◆ DIRECTIVE: Rewrite the records from the line containing "Find the gravel" through the end of the records, replacing "marker" with "point" and leaving everything else unchanged.

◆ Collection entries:
• • • • •
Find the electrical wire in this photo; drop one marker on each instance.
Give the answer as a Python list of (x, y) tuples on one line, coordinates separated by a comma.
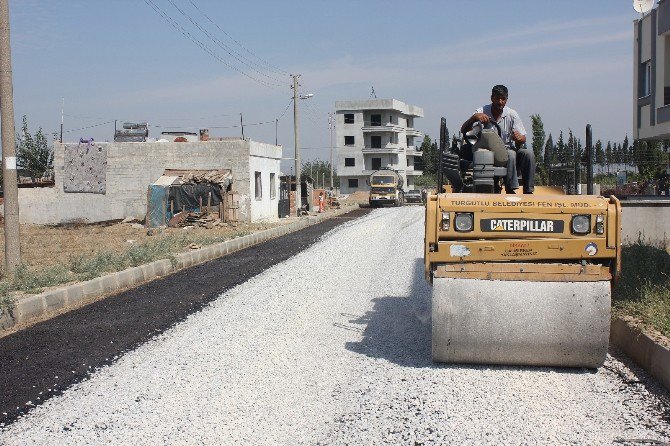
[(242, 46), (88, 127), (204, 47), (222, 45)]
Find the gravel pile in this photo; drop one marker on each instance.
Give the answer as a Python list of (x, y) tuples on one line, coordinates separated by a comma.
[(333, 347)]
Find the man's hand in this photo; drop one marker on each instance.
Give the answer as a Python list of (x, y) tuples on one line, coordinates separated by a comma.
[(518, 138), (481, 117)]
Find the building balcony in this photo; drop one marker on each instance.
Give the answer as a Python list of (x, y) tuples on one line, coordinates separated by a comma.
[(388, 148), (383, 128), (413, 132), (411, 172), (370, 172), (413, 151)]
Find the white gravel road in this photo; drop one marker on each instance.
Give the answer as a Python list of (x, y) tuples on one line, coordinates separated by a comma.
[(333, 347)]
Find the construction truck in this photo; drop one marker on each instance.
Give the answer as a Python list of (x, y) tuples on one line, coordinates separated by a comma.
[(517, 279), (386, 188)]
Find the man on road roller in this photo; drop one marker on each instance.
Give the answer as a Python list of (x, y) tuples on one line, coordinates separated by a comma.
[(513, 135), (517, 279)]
• • • • •
◆ EXERCISE RESPONSE:
Find the gravel pile in this photo; drop one point on each instance.
Give the answer as a Python list of (x, y) tuples on one line, coordinates separated by a comma.
[(333, 347)]
Find the man's hand in this photo; drop one point on each instance.
Give the answer as a Python list of (x, y) tuples on one line, coordinates separated by a comma.
[(518, 138), (481, 117)]
Find the building balcony in this photo; drop one point on each instance.
Give the answer as a Python list of (x, y) tuples on one line, coordinates separated by a comma.
[(388, 148), (383, 128), (413, 132), (411, 172), (370, 172), (413, 151)]
Find the white gravel road in this photo; drop one point on each instance.
Give the answer as a Python list of (x, y) tuples on one line, coordinates separated by a comma.
[(333, 347)]
Find the construction truck in this photo; drop one point on each instance.
Give the answer as a Python list of (x, y) tuples on one line, coordinates separated by a comma.
[(517, 279), (386, 188)]
Find the man on road roller in this photo; drop one point on each instance.
Give the answer as a Python list of (x, y) tuples on one line, coordinates separated by a comma.
[(513, 135), (517, 279)]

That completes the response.